Brief 1
Using the essay about the Aunt-Bea-Me blog, answer these:
(a) How long did the writer and Rick live in Arkansas?
(b) Where did the writer start the second blog?
(c) Which actress played Aunt Bea?
Brief 2
Extend the essay about the Aunt-Bea-Me blog past its final sentence.

Several years ago my husband and I moved to Arkansas with the intention of retiring there, but sometimes intentions collide with reality. Our Retirement Plan A crashed when unforeseen medical issues led us back to Texas.
Rick and I shared four and one half years in the forests and mountains of the Natural State, experiencing the inspiring beauty and relentless wrath of nature. In those woods I found pieces of myself I didn’t know existed, and unearthed passions I could have only dreamed.
The forest captured my heart, stirring instincts I’d never acknowledged, and inner strength I didn’t know I possessed as I surrendered preconceived notions to her mossy floors, and released the burden of loss into the canopy of her open arms.
Unity with the earth blossomed as I followed the umbilicus between us, and when I fell in love with my garden, I began a second blog at WordPress: Aunt-Bea-Me was born.
Growing was not Mayberry-eske but the delightful Aunt Bea character in the television series of the old Andy Griffith show was the stuff of my fantasies. She was sensible and silly at the same time. She was consistent. You could count on her for everything from a fried chicken dinner to common sense. She laughed a lot and was never pretentious.
When the world was too harsh, I pulled Aunt Bea from the recesses of my mind and looked to her for comfort. As an adult, Arkansas became my Aunt Bea.
Rick and I have been back in Texas for four years. Texas is more than my state, it is the root on which I planted my seeds. Once again I am living in the garden of my children, and am deeply blessed by their love and attention. Surprisingly, I find my voice much stronger than before. I have grown into an opinionated old bird and lost any fear I harbored along the way.
I’ve toughened with the times.
Months ago I considered abandoning the Aunt-Bea-Me blog, but before I made a final decision I did a little research on Frances Bavier, the actress who played Aunt Bea. I was surprised. Ms. Bavier grew tired then aggravated with the role assigned her; it turns out she and Mr. Griffith were never really friends. They were much more adversarial than I could have imagined. Ms. Bavier said she felt she no longer existed as an individual because people associated her with a single role she played.

Records
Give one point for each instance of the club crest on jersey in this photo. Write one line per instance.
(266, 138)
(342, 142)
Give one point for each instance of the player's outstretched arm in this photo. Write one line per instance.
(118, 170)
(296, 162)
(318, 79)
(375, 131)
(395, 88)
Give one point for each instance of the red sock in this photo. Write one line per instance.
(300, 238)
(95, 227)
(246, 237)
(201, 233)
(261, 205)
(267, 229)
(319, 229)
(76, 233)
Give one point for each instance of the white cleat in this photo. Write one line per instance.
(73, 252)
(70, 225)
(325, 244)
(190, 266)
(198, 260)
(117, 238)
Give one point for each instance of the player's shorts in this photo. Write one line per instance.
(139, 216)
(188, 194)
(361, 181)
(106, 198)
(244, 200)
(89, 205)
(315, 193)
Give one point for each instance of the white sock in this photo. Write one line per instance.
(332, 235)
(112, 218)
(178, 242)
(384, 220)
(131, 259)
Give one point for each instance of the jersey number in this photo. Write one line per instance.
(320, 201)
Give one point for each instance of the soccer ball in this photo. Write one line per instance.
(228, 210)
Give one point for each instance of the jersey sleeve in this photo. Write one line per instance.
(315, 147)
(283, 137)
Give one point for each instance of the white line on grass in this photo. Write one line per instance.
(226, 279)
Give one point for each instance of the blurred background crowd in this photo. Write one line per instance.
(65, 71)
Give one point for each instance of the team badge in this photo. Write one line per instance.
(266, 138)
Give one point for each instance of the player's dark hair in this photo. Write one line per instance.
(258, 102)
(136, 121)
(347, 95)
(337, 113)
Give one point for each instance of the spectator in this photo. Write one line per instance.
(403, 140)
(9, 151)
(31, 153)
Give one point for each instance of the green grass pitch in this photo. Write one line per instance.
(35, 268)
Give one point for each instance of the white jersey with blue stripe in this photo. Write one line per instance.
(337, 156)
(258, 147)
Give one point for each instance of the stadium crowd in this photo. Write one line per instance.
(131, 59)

Written answer 1
(a) Four and one half years.
(b) At WordPress.
(c) Frances Bavier.

Written answer 2
She admitted to having a love/hate relationship with the character Aunt Bea; so in an effort to break away from something that seemed to own her, she shifted directions to save herself. Ms. Bavier began to isolate herself from the world through a long, lonely process of withdrawal, and in 1989 she died alone. In the presence of a dozen plus cats and a rundown dirty home, Frances Bavier made her escape.
We all are a bit like Frances Bavier. Through my writing, poetry and musings I present various facets of myself to an audience of strangers who sometimes assign a single aspect of that voice as the ultimate and total truth of my entire presence on earth.
A year and a half ago I became aware I was expending a great deal of energy on Facebook. The more “friends” I made, the more pieces there were to connect. I seemed to waste a lot of time explaining, defining or justifying myself to people I didn’t even know. It isn’t a polite world out there anymore, and I never stay too long in bitterness; so as difficult as it is for a writer to walk away from an audience, I decided I needed to.
Life’s amazing whirlwind sweeps us to corners or to the middle of the room. Frances Bavier chose a corner. I’ve moved closer to the middle of the room myself. The fantasy of a dear, sweet Aunt Bea carried me through many a storm, but the reality of Frances Bavier’s life reminds me today that isolation can overtake the spirit if it stays too long in a corner.
My Aunt-Bea-Me blog is coming down. It has served me well. But the time to move away from my safe space has long passed, and I am moving on.
Because time is precious. And because there is a season for all things.